The answer is to be an exact copy of the lines below running from the line with "Capability: given any image, detect where the potted" down to the line with "Capability: given any image, detect where the white ceiling", both ends included, and nothing more.

- **Extracted material**

=== Section Start ===

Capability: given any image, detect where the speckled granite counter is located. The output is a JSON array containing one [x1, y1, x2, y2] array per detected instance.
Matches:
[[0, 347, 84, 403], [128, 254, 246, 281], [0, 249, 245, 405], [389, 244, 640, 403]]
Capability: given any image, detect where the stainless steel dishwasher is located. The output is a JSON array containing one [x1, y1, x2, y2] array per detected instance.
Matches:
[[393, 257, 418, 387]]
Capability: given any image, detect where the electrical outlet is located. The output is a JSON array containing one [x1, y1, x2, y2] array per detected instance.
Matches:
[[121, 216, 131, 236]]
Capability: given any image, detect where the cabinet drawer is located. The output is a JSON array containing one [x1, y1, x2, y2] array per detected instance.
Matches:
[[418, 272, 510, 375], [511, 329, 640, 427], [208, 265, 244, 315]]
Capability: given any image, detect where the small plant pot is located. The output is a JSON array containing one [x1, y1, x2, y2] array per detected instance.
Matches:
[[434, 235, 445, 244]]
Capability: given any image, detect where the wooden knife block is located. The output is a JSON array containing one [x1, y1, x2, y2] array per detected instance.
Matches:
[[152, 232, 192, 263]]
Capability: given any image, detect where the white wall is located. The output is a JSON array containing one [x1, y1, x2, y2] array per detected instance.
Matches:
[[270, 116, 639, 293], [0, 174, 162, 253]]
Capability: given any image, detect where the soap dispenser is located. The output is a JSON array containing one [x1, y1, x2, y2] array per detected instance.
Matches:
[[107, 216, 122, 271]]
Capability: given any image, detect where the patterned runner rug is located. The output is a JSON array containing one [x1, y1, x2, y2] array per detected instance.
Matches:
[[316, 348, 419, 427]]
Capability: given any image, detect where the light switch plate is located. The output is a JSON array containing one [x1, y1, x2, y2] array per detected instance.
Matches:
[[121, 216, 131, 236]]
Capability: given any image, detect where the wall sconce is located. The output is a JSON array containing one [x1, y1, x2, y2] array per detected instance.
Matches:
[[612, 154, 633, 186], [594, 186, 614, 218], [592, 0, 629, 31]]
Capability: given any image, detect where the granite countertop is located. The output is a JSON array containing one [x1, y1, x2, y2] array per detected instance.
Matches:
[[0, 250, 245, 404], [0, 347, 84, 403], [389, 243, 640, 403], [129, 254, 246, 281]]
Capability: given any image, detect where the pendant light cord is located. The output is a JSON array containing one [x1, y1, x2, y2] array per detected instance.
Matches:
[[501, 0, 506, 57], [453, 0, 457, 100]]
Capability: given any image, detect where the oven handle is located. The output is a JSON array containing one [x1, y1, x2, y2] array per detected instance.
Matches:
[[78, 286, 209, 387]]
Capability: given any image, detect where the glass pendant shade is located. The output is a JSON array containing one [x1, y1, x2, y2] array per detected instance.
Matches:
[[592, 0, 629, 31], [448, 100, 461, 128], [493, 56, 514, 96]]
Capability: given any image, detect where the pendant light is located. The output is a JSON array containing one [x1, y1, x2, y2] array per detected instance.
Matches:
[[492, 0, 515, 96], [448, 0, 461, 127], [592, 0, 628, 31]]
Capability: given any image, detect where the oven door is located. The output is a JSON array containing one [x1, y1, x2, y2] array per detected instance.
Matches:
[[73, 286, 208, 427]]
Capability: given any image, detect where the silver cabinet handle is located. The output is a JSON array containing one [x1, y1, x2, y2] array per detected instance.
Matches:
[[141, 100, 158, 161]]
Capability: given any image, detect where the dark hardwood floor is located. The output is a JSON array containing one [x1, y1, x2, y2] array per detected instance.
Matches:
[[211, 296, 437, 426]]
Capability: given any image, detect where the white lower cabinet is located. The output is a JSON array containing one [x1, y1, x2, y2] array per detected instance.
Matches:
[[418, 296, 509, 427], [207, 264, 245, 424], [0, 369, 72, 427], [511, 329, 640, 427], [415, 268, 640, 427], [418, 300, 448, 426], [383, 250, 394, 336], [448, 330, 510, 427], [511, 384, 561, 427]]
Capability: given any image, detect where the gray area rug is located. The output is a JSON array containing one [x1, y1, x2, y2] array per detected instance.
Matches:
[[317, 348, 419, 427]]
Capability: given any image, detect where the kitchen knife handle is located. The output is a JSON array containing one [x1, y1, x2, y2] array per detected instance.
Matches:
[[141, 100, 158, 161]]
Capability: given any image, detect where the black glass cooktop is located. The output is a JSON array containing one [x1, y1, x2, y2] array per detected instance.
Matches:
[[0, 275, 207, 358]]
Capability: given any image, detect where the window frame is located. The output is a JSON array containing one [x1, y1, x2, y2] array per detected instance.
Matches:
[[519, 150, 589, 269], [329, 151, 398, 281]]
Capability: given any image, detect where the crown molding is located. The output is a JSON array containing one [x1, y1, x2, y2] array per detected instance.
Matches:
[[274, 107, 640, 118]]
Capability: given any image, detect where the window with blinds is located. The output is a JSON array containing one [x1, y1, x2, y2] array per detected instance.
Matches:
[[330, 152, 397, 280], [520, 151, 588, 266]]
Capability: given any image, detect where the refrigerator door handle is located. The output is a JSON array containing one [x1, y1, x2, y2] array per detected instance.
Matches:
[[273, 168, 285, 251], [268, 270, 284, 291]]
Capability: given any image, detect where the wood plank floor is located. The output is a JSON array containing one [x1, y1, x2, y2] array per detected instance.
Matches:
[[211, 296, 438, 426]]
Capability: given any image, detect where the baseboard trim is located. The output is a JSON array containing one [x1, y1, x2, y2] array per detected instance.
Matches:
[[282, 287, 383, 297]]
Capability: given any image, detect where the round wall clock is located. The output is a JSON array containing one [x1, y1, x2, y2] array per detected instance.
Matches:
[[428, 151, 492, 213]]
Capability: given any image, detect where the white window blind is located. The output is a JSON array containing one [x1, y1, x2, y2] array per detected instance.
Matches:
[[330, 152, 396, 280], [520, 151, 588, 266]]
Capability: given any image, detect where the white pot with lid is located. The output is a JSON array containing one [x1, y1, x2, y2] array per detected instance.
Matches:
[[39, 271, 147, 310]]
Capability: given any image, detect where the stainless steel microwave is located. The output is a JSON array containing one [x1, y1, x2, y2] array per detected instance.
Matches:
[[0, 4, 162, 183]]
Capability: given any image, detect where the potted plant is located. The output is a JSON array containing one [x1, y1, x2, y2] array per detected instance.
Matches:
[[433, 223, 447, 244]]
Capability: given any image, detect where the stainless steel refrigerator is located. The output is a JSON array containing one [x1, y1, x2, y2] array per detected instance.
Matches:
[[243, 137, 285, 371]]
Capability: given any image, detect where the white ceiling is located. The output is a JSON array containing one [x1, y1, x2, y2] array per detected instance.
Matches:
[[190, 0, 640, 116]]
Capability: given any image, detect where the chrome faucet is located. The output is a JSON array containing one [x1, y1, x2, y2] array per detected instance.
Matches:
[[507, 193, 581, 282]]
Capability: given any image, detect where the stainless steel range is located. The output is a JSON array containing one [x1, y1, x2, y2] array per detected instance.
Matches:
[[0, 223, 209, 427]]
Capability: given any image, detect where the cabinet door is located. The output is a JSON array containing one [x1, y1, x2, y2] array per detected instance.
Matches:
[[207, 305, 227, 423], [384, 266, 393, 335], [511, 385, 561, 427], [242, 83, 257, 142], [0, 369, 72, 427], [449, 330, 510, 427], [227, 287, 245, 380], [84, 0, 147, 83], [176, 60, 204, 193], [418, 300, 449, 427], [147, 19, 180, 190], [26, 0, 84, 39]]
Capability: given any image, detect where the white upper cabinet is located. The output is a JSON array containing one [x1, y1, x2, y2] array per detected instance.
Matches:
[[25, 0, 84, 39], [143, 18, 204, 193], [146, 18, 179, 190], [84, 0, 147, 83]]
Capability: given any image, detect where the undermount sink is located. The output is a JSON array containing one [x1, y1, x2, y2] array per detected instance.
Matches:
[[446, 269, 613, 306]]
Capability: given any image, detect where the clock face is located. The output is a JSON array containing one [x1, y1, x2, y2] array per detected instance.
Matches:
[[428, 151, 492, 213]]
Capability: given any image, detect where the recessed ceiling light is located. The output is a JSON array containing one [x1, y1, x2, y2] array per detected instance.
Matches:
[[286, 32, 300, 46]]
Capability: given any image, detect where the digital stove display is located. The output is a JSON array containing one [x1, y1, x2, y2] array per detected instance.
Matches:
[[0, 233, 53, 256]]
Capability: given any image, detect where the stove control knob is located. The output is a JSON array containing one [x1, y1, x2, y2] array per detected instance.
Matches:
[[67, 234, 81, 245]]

=== Section End ===
=== Section Start ===

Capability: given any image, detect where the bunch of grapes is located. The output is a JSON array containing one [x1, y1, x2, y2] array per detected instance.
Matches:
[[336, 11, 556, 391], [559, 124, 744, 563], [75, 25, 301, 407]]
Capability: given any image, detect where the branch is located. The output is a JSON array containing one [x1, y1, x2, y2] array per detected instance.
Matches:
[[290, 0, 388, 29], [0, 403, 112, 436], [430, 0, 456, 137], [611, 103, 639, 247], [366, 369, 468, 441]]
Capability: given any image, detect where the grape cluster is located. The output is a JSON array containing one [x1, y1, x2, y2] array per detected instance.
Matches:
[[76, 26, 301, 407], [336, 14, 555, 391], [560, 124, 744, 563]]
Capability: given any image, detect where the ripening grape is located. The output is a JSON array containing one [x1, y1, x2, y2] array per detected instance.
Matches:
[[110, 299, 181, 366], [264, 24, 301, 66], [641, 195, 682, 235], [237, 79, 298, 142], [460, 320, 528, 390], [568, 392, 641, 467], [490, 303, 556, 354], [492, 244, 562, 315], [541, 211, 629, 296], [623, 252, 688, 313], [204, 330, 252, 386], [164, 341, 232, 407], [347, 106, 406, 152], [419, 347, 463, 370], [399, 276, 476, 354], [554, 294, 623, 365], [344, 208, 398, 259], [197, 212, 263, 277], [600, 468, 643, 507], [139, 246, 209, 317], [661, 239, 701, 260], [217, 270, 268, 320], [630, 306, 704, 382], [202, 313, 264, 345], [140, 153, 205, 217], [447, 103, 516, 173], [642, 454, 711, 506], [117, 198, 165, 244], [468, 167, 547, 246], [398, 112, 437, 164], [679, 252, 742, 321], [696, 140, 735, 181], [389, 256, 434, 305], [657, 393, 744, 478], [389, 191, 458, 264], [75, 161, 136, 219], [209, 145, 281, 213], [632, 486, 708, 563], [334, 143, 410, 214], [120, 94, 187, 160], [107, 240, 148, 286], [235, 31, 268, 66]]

=== Section End ===
=== Section Start ===

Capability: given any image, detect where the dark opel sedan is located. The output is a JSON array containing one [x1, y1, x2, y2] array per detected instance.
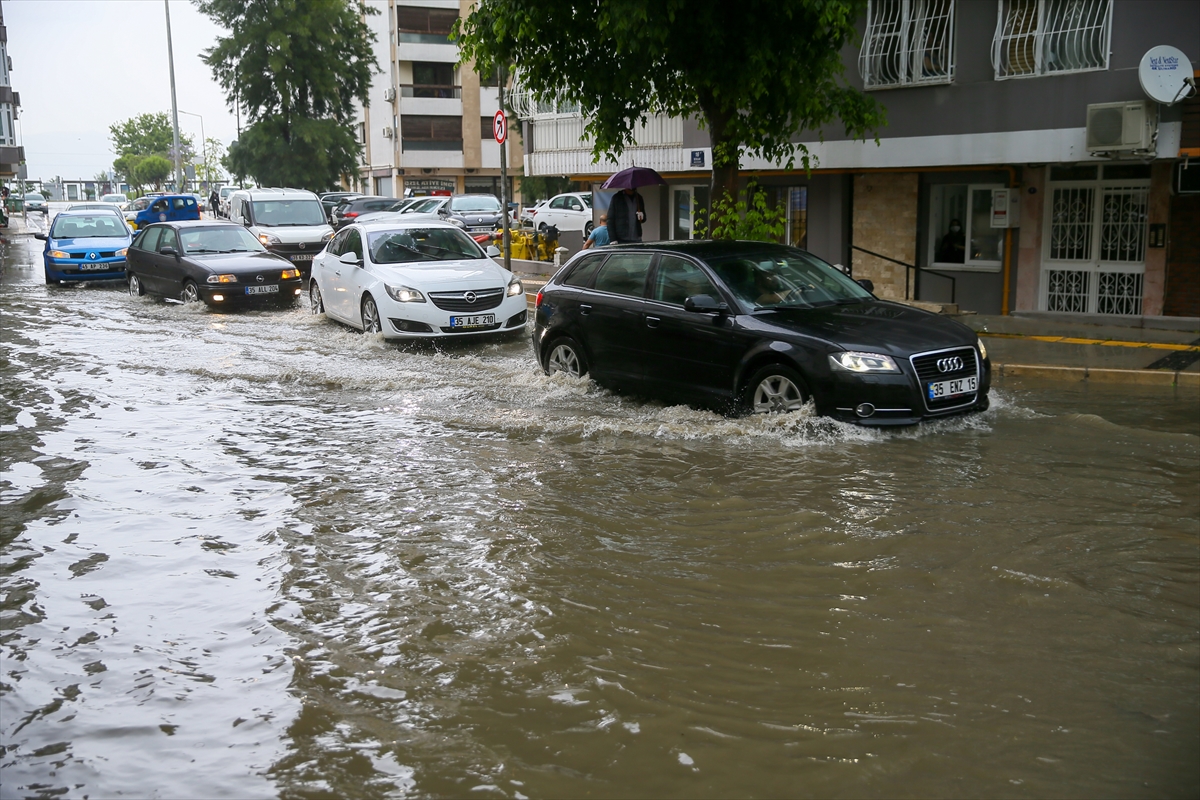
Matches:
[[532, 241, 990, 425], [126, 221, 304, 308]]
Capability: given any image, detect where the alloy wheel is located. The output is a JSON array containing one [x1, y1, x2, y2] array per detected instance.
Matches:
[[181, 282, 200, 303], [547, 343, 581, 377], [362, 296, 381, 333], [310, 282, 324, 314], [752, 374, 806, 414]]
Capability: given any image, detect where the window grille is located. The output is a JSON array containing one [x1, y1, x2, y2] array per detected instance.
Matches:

=== Section End ===

- **Written solution**
Capability: given any image, detect where the potted plant is located. The output is a JSON array containing one [x1, y1, x2, y2] array per detected instance.
Matches:
[[433, 223, 447, 244]]
Capability: given any image, detect where the stainless steel refrigerator is located. The output is a JSON array containing one [x1, y1, x2, y2] array per detected instance.
Matches:
[[243, 137, 285, 371]]
Capability: given any image, detect where the white ceiling is located. The output is a JSON array containing one [x1, y1, x2, y2] array per detected instance.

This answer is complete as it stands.